Written problem:
Starting at the line that contains "like [183, 139]." and ending at the last line of the listing, copy those lines with "trophy" switched to "cup" and everything else left unchanged. Return only those lines.
— Start of Records to process —
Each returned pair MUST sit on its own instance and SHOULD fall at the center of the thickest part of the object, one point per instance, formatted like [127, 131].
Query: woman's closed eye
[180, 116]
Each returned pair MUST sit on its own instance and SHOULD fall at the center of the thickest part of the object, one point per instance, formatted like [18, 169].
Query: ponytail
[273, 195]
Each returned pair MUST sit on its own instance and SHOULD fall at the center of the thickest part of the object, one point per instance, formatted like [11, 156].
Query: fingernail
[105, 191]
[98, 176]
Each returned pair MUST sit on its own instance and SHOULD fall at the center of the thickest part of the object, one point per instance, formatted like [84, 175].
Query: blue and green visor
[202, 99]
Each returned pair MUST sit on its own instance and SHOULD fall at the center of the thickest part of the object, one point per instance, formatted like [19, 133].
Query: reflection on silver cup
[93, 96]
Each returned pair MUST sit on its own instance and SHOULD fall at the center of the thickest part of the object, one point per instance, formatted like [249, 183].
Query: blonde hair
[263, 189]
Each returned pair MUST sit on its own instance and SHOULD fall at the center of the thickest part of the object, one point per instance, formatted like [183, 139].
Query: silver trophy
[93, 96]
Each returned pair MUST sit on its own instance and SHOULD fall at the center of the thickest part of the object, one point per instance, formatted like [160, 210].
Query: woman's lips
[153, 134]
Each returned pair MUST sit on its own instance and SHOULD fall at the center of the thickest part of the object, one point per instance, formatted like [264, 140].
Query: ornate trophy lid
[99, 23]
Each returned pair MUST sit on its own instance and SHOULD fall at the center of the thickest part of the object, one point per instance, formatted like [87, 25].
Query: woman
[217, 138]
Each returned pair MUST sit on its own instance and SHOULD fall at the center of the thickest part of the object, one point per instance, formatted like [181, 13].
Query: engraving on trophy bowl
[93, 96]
— End of Records to process —
Finished exercise:
Each returned pair MUST sit on its own instance and SHOULD fall at the center of the thickest part of the object, one point per instance, formatted like [183, 139].
Query: silver cup
[93, 96]
Each returned pair MUST sit on its own instance and SHOULD fall at the center of the thickest part of the object, one point per instance, formatted like [160, 210].
Query: woman's lips
[153, 134]
Each returned pair MUST sit on its own instance and SHOULD fall at the center of the thickest part of the object, one point per instance, formatted like [264, 140].
Query: ornate cup lid
[99, 23]
Each returned pair MUST sit on its own instance and SHOULD fall at the center of the thickest part of the object, one point per instance, formatted like [87, 25].
Query: woman
[217, 138]
Each returned pair MUST sit on its own instance and SHOULD fall at the center of the thickest part of the object, one point per instance, formatted like [181, 13].
Query: engraving on cup bowl
[93, 96]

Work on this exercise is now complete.